━━━ Given entries
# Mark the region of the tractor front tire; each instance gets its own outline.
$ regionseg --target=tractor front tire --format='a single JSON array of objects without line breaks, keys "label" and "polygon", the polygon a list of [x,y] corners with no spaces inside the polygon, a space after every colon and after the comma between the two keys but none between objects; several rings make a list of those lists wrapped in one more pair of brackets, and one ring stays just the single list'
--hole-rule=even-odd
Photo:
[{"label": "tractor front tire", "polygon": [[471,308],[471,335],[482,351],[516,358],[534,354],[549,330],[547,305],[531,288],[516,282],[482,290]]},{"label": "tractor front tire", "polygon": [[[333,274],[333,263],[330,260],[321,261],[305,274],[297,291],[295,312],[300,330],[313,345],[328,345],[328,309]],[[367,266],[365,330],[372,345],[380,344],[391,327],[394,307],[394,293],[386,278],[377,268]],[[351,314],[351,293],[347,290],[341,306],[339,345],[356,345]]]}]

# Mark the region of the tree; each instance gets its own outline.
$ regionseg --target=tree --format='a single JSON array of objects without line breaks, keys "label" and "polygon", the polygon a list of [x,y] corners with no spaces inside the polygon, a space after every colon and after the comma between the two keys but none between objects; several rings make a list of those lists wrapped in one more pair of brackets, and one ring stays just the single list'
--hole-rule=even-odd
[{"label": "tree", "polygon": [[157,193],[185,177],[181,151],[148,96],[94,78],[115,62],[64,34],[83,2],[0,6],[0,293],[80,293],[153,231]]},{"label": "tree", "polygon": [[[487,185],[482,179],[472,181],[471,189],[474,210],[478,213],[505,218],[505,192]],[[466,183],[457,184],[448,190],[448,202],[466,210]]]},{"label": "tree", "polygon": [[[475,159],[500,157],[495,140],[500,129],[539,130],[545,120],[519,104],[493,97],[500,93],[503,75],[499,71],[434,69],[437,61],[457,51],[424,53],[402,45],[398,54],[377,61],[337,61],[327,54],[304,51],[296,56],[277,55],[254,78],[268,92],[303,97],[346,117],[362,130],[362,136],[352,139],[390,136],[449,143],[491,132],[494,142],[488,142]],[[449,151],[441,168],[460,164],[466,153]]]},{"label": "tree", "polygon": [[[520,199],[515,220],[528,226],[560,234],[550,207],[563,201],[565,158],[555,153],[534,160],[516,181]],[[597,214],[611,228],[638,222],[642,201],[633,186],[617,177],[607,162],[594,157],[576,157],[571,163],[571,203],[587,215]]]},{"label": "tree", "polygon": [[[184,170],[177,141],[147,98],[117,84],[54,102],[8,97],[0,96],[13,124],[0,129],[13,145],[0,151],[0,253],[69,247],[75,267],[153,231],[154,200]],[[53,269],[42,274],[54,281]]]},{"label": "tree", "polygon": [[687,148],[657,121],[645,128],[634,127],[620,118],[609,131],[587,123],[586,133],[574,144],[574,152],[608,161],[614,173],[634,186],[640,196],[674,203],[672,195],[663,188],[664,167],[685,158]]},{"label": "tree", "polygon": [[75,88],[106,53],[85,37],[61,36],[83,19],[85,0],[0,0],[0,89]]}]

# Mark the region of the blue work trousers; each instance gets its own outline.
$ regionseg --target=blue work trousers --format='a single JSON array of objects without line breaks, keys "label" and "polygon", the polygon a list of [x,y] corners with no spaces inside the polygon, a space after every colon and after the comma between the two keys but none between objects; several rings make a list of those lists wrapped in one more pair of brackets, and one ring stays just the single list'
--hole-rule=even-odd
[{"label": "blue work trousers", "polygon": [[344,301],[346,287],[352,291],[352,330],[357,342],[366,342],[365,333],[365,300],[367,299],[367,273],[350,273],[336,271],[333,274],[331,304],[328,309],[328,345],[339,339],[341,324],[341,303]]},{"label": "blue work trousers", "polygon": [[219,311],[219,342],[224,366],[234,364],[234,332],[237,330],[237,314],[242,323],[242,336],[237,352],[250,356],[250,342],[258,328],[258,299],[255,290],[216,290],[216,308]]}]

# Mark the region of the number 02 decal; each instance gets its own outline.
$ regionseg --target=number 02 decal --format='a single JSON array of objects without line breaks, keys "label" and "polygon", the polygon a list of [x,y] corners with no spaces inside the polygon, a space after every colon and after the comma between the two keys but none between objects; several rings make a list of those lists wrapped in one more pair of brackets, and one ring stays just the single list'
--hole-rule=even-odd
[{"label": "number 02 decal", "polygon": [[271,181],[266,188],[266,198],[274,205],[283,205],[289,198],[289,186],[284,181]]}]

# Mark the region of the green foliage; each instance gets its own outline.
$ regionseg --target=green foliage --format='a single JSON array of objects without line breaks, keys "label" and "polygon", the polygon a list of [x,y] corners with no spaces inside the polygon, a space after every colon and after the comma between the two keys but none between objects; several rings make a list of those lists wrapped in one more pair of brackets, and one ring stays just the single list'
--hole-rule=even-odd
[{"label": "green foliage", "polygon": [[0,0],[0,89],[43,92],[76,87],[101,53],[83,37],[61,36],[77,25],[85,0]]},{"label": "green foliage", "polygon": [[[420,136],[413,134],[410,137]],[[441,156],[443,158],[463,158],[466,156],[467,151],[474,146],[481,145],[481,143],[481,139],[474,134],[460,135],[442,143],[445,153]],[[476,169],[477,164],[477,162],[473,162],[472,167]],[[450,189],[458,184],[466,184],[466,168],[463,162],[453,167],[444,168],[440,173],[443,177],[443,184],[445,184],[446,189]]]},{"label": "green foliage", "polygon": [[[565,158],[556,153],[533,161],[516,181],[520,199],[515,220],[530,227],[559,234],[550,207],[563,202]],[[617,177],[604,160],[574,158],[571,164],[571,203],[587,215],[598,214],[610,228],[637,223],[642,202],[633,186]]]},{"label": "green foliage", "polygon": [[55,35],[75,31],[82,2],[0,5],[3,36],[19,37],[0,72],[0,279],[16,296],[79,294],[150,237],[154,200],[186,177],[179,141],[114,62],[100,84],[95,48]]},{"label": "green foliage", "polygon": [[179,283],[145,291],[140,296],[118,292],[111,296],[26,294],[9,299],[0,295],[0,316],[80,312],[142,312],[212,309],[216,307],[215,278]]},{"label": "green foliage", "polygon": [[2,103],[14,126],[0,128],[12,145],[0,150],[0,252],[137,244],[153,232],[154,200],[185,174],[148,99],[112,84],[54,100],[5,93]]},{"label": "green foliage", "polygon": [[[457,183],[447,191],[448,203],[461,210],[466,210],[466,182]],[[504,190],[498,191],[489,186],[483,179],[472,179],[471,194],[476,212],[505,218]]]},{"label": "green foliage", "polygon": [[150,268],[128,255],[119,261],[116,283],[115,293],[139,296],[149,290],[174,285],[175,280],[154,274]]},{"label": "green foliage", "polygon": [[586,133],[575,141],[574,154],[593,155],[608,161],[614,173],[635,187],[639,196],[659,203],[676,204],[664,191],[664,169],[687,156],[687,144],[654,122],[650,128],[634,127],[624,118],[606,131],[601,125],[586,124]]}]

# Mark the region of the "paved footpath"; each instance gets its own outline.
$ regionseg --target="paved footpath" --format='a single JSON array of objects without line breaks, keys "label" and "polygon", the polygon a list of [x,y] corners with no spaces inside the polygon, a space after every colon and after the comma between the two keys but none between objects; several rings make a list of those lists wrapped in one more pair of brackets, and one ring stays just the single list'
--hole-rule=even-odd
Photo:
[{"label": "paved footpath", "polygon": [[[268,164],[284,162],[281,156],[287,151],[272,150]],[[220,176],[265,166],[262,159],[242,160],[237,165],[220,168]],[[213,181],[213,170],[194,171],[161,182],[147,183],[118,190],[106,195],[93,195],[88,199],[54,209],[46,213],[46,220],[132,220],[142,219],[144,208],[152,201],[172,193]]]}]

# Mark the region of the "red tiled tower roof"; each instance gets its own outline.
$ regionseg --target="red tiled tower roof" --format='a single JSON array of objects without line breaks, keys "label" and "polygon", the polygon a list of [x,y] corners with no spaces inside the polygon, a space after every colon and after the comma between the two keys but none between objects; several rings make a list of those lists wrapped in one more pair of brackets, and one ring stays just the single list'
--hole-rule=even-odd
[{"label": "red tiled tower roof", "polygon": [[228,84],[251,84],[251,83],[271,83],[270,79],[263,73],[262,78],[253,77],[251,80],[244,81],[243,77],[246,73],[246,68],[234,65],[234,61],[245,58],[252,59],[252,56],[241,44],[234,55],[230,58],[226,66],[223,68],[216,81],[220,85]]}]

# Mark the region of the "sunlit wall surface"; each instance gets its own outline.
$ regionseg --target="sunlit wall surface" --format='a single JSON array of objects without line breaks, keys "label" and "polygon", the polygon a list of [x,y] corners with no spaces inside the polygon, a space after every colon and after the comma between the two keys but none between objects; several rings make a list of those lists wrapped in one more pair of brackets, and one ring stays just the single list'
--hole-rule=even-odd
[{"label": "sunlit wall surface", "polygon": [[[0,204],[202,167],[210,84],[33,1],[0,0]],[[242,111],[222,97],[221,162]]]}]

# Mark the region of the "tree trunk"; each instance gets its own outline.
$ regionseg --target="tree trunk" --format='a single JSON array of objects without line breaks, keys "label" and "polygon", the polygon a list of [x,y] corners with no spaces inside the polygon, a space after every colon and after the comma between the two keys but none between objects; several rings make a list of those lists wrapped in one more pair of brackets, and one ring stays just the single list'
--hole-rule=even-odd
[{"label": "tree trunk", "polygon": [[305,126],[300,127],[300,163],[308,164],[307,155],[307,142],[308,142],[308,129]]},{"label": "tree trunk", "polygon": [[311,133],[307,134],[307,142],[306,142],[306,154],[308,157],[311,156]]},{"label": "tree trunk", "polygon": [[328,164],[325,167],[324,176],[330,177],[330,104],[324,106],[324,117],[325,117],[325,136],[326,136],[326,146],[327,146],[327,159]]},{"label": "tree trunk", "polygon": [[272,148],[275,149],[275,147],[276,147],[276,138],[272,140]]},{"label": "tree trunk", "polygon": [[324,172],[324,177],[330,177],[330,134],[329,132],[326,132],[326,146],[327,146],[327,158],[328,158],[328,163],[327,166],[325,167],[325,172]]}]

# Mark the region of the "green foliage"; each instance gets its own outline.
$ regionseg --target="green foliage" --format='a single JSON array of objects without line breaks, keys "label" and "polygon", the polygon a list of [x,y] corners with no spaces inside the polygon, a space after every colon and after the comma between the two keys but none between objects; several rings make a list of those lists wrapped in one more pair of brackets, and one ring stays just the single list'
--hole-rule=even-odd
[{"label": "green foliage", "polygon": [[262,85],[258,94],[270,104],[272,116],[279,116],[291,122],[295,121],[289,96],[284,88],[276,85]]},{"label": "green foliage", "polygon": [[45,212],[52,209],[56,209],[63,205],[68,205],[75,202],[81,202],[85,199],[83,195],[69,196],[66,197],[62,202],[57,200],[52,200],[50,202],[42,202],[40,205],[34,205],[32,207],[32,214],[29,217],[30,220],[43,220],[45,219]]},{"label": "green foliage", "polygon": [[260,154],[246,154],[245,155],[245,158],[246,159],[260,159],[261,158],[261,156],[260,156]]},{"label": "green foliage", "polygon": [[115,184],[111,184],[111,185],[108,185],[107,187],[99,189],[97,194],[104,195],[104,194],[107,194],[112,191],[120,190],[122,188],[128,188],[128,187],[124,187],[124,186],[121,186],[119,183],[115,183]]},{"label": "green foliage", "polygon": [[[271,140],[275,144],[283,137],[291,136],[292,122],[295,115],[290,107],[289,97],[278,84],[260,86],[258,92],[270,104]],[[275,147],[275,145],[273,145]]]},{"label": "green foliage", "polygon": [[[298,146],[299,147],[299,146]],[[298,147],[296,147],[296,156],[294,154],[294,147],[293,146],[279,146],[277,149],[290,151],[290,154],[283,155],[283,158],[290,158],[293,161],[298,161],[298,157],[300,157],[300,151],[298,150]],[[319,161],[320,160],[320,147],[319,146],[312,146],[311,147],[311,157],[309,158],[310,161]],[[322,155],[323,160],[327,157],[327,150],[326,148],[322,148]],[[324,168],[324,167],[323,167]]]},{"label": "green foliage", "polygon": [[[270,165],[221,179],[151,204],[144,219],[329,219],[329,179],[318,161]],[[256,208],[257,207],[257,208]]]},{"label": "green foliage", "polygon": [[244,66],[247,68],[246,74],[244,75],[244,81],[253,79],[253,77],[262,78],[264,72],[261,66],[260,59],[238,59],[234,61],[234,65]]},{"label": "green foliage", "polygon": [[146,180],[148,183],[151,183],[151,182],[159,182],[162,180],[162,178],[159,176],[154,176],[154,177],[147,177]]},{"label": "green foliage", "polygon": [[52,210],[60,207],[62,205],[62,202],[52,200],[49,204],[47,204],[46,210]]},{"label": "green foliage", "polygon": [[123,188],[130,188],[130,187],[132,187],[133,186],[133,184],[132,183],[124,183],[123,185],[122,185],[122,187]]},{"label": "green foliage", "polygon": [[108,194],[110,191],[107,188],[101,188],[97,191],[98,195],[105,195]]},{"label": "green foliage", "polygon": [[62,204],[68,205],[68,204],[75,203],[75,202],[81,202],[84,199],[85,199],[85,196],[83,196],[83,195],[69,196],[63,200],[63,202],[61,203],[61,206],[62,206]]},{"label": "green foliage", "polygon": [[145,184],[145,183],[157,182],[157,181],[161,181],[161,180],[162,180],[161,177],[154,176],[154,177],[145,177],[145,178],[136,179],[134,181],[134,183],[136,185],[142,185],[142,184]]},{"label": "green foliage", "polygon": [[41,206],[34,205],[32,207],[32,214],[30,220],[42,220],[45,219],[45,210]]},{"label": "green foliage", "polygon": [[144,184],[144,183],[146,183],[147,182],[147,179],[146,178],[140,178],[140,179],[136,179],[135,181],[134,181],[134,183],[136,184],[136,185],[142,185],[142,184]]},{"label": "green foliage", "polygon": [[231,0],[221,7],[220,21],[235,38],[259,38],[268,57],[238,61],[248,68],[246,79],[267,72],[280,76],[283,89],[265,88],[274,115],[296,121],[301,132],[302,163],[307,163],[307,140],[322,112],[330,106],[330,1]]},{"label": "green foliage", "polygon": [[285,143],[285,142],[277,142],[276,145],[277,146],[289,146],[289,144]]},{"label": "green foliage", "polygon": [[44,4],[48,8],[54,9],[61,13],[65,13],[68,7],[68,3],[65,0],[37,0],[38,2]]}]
━━━━━━
→ **Try it**:
Reproduce exactly the entries above, limited to the lines from the one with "regionseg --target=blue work" through the one with "# Mark the region of the number", both included.

→ **The answer**:
$ regionseg --target=blue work trousers --format='a single JSON array of objects without line breaks, keys "label" and "polygon", the polygon a list of [x,y] corners with no spaces inside the polygon, a space after every colon and after the comma between the two keys but none between objects; several rings make a list of those lists wrapped in one more pair of brackets, and one ring stays just the single list'
--hole-rule=even-odd
[{"label": "blue work trousers", "polygon": [[344,301],[346,287],[352,291],[352,330],[357,342],[366,342],[365,333],[365,300],[367,299],[367,273],[350,273],[336,271],[333,274],[331,304],[328,309],[328,345],[339,339],[341,324],[341,303]]},{"label": "blue work trousers", "polygon": [[219,311],[219,342],[224,366],[234,364],[234,332],[237,330],[237,314],[242,323],[242,336],[237,352],[250,356],[250,342],[258,328],[258,299],[255,290],[216,290],[216,308]]}]

# Mark the region of the number 02 decal; each instance gets its own outline.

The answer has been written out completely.